None of the images should appear in your copy. Transcribe the data in full.

Dataset entries:
=====
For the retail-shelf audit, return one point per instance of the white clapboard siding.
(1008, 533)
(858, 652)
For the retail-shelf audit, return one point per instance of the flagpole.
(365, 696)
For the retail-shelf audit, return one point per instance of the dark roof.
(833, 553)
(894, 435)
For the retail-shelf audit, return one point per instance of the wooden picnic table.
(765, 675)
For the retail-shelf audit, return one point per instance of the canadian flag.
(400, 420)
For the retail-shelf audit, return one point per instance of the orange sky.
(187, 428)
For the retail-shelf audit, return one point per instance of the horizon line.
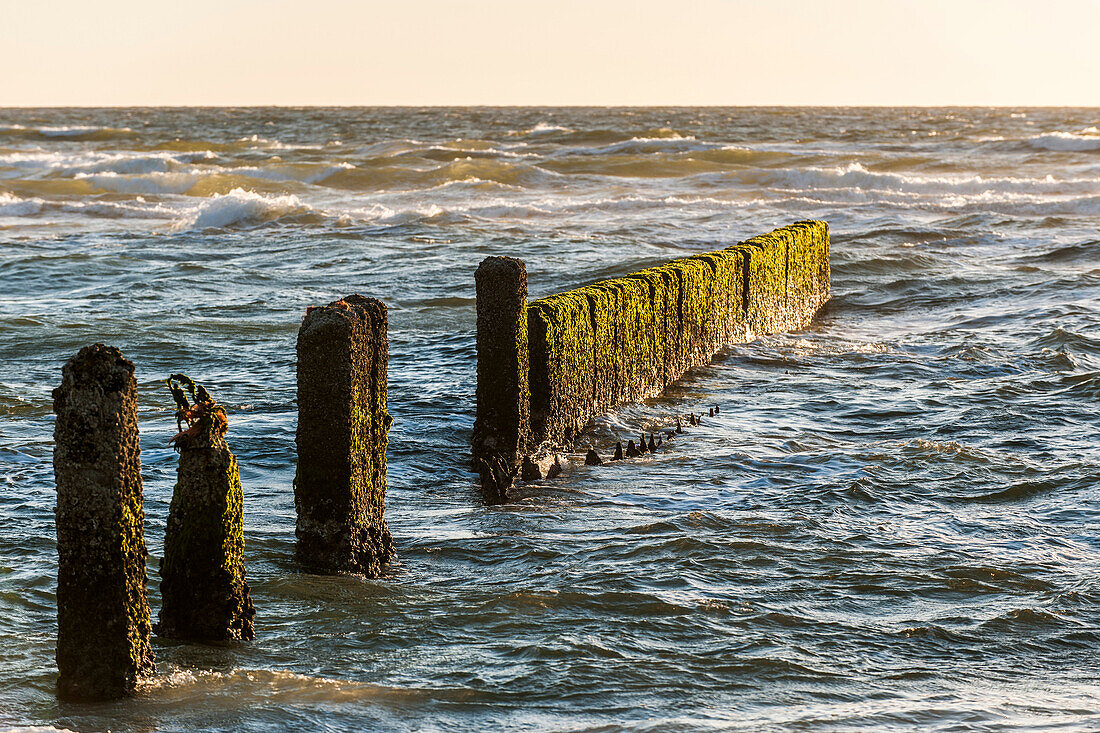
=====
Written solution:
For the retail-shelf audit, return one point per instance of the white clapboard siding.
(1008, 533)
(858, 652)
For the retail-shelf audit, return one point per instance of the flagpole.
(365, 696)
For the retail-shelf audit, return one point per instance of the dark roof.
(833, 553)
(894, 435)
For the retail-shelf audit, return one point per instance of the wooden picnic table.
(765, 675)
For the retail-shelf audit, return one point per instance of the canadian flag.
(400, 420)
For the retail-shelf audit, return one point per instance of the orange sky.
(187, 428)
For the retail-shelf audit, return one point per instance of the horizon line.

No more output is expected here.